**Problem to solve**
Find the line with "Every instance of the mast", then retype it and each later line through the last, exactly. Leave out pictures.

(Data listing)
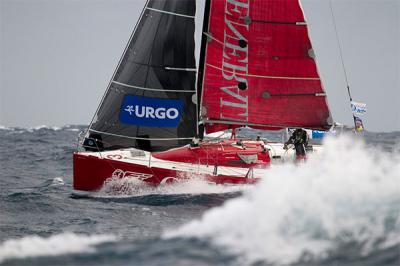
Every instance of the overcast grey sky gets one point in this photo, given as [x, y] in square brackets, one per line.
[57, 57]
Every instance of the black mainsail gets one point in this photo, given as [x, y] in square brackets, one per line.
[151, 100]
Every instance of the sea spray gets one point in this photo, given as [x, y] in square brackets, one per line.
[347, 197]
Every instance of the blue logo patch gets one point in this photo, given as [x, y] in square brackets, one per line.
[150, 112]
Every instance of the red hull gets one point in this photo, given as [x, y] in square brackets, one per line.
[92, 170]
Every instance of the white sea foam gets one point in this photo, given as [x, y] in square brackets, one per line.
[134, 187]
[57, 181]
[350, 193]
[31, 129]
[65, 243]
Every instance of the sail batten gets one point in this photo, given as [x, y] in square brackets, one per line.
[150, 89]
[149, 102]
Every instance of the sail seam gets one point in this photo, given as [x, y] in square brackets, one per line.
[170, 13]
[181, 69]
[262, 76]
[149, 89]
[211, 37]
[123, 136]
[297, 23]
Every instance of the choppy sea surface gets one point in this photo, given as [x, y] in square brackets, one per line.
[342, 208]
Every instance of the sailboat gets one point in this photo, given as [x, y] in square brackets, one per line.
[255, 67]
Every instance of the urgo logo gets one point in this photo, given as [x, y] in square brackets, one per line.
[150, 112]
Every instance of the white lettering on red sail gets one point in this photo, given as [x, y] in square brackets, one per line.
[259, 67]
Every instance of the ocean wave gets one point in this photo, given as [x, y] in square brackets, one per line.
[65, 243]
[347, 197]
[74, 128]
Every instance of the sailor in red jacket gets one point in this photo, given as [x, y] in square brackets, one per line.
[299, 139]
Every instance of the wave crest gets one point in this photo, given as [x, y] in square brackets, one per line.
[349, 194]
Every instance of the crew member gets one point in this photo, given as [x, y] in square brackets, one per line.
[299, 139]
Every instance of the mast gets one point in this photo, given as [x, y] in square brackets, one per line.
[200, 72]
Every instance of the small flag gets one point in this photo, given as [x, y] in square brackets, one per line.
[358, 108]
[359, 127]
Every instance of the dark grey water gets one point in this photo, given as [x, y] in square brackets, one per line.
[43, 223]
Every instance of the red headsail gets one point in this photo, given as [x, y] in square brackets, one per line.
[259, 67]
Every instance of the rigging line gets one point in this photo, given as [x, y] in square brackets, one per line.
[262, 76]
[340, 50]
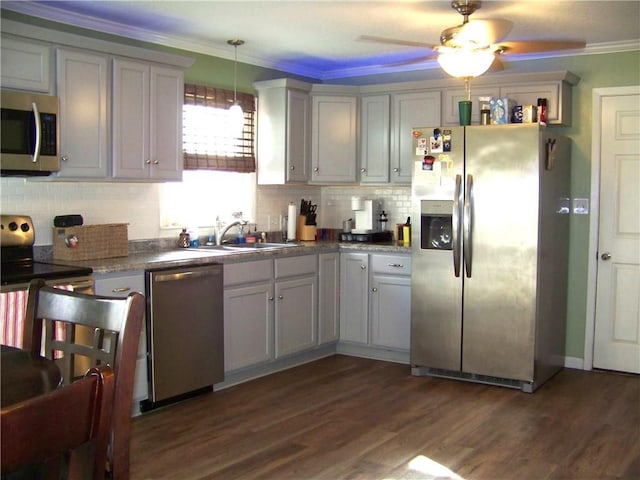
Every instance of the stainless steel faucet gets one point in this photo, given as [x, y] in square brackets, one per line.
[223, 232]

**Finished exercise**
Every instance of the mast gets one point in this photo, given as [x, y] in square brackets, one per line.
[200, 72]
Every instance of the small flag gets one point in this photo, given as [x, y] in square brackets, one per line.
[358, 108]
[359, 127]
Every instance of the dark grey water gets one point in this photo, given as [x, y] in square brackets, one per line.
[43, 223]
Every instance of the red headsail gets one point in this photo, given as [x, y] in square brackets, one per line.
[259, 67]
Every instance of the rigging line gets one point in this photo, given as [x, y] in square brackets, one per line.
[262, 76]
[340, 50]
Every instance of the stainless steel faucet gets one point in this photo, given as [x, y] in square brackets, one per line.
[223, 232]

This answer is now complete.